» **Brief**: Copy the material below line for line without changing anything, but leave the pictures out.

____ Supplied data

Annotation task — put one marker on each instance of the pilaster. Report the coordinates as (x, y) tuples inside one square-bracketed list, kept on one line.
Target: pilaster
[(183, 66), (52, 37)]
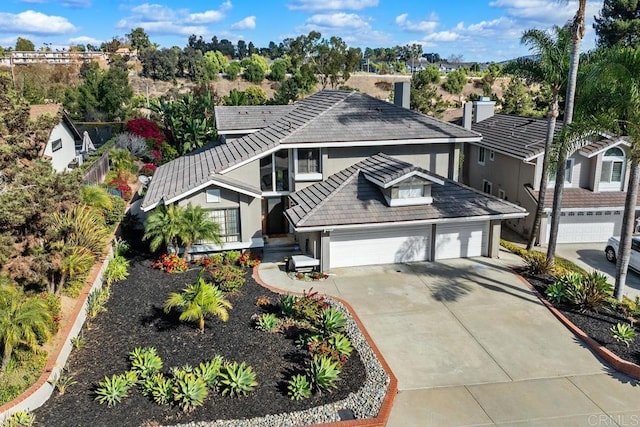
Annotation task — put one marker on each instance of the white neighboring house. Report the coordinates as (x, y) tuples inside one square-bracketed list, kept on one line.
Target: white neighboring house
[(61, 145)]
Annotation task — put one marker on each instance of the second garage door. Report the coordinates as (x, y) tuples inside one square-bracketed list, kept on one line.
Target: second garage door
[(389, 246), (462, 240)]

________

» **Worked answer**:
Annotation task — put one marker on each instance of the pilaster. Report the coordinates as (x, y) tuples inside one square-bracketed list, kept on one line.
Target: pilaster
[(183, 66), (52, 37)]
Annotation task — put one marker on each instance of the white neighboring house. Report the coordinates as (x, y) tuples inside one square-bracketed list, kept on one line.
Target: white neighboring house
[(61, 145)]
Annotation task — put one marker on each instance of the second garage door. Report the coordinates as (x, y) tuples inside one square-bracketed list, kept on one line.
Target: second garage door
[(389, 246), (462, 240)]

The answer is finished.